'''

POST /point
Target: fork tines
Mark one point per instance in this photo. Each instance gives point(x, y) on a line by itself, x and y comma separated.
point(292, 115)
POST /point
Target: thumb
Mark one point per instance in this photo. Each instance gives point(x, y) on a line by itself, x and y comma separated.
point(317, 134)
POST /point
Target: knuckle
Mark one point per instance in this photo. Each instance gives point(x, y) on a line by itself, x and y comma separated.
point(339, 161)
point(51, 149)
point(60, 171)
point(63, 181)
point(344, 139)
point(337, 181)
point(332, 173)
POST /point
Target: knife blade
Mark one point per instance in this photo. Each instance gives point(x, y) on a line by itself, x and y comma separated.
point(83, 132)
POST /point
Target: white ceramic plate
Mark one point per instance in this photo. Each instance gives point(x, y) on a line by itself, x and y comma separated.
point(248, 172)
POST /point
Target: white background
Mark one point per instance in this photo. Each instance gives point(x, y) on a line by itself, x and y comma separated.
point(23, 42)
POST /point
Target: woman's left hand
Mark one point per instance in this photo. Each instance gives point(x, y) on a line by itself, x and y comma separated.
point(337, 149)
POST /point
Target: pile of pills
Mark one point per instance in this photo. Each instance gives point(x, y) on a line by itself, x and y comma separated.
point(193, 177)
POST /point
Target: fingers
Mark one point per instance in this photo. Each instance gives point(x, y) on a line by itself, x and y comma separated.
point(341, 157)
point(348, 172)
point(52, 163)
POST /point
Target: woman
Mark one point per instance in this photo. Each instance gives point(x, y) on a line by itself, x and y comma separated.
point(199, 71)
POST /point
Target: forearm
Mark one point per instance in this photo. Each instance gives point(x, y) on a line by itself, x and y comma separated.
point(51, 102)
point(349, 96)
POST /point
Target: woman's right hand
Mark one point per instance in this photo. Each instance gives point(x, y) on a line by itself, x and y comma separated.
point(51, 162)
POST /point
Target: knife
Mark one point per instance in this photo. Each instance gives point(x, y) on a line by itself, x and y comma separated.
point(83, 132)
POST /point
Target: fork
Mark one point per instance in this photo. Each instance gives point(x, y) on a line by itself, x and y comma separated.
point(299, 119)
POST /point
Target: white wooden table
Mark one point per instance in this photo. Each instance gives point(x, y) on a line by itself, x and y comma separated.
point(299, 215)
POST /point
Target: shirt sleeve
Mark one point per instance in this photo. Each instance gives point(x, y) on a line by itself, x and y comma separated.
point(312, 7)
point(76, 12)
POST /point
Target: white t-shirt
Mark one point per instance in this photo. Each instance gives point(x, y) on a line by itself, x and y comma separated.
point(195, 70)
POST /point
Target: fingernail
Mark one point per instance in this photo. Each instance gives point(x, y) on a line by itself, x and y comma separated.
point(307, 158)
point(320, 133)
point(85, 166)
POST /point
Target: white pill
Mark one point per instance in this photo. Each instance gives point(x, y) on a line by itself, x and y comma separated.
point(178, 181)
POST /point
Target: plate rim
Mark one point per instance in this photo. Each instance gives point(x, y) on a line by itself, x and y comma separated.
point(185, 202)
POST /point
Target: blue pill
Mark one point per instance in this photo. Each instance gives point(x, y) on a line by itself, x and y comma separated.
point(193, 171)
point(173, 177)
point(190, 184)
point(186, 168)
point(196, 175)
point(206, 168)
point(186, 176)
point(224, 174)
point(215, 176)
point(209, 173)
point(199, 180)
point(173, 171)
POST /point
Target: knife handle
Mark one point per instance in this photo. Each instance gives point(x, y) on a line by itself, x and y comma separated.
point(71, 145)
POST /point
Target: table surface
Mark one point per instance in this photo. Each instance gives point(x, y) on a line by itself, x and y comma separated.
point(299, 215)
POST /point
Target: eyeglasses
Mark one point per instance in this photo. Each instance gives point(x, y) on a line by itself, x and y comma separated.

'''
'''

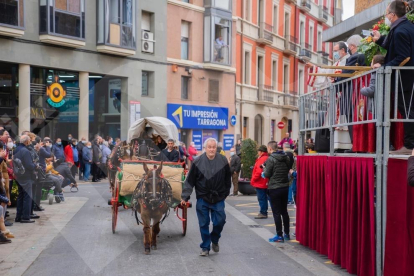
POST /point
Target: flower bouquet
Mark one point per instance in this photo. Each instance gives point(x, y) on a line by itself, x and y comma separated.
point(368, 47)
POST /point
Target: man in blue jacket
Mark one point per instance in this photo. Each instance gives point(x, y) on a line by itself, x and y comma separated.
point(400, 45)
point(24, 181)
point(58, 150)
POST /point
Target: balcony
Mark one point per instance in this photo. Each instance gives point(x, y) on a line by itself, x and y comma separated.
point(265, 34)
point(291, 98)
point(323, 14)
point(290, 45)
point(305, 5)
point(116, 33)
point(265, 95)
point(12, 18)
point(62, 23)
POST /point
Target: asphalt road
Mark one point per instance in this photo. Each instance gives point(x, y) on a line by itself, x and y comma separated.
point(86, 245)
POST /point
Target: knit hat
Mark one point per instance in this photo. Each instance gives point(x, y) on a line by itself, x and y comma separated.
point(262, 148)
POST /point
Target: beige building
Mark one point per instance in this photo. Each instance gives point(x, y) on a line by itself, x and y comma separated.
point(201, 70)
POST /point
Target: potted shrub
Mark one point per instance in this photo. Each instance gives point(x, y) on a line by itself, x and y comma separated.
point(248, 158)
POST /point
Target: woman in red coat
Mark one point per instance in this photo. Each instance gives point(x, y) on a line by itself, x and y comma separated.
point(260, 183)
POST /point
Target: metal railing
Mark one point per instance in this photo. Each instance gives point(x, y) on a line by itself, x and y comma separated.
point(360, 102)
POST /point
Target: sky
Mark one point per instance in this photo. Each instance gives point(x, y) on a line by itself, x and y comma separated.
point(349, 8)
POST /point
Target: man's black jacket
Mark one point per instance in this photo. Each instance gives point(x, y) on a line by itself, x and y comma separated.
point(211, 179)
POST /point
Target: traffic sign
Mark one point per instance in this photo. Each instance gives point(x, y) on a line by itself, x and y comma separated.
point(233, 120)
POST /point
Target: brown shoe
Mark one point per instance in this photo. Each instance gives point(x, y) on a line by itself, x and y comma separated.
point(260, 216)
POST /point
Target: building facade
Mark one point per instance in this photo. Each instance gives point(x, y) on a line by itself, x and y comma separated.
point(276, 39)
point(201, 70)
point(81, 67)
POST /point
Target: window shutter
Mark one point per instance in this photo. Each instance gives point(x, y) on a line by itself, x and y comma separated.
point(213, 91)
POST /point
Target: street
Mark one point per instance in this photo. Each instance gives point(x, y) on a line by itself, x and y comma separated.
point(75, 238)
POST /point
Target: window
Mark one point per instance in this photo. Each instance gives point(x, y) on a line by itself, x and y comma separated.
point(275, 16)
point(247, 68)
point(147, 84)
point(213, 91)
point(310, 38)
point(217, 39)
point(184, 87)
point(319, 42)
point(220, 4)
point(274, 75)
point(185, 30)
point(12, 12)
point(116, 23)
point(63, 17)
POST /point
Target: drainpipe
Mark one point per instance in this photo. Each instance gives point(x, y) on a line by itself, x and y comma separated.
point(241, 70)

'''
'''

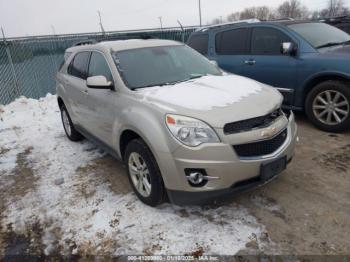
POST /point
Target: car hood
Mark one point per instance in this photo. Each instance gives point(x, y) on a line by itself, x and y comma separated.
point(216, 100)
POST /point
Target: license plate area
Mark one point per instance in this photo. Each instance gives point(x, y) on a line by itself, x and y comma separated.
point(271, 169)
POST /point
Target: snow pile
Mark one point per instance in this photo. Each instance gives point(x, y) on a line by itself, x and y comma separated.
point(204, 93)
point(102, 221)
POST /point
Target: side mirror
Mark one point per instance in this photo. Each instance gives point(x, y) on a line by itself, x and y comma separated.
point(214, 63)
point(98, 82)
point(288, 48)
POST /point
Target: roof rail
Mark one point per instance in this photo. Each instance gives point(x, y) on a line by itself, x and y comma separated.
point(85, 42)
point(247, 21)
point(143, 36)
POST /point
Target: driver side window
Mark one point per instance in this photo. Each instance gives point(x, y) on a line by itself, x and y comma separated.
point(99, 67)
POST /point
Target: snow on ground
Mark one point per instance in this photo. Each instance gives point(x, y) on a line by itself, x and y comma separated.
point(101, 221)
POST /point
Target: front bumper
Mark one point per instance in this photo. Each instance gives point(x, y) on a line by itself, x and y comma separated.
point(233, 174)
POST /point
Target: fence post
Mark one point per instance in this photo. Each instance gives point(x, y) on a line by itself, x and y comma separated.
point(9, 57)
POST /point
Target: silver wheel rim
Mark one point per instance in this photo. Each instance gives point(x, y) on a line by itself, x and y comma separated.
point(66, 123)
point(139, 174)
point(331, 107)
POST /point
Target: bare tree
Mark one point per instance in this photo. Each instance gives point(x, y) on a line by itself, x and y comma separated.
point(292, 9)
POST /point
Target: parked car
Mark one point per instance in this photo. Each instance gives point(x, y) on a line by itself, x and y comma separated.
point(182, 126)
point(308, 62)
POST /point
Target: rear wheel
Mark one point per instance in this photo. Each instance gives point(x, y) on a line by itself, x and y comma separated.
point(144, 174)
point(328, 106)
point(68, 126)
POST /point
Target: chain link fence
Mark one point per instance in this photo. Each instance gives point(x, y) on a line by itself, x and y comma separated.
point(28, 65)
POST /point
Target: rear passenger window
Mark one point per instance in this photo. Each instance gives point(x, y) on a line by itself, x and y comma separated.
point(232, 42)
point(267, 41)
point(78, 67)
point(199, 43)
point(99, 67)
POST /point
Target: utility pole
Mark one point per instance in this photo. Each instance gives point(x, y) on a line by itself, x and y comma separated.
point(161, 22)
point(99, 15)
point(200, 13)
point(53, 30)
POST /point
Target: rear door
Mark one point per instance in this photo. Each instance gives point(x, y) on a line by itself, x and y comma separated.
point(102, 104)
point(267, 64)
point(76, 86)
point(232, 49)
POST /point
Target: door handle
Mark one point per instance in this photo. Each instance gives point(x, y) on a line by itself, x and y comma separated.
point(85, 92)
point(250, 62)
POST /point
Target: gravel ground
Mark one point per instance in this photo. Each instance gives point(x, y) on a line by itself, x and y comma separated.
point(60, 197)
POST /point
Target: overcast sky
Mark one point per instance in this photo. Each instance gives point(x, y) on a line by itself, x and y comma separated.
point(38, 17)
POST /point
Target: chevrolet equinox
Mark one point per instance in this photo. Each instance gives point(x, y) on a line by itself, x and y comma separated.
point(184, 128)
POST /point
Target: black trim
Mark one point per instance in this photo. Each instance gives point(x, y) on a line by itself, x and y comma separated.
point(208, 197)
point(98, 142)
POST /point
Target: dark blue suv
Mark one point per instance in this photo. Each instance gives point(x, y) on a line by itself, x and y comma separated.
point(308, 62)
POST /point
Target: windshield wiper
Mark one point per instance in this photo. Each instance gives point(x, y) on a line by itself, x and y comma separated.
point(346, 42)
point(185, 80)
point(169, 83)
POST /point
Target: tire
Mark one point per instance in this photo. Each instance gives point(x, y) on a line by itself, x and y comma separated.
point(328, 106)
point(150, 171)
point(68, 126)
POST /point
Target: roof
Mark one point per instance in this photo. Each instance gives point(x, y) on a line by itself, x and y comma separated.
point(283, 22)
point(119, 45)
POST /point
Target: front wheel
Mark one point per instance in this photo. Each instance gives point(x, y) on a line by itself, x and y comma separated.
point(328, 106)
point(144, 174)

'''

YOUR TASK:
All that belongs in the answer is the run of lines above from the line containing "Target: man in blue jacket" through the line containing "Target: balcony", exactly as written.

OUTPUT FOR THIS TASK:
Target: man in blue jacket
Mark one point per instance in this photo. Each instance gives point(x, y) on a line by itself, x and y comma separated.
point(400, 45)
point(24, 181)
point(58, 150)
POST /point
Target: balcony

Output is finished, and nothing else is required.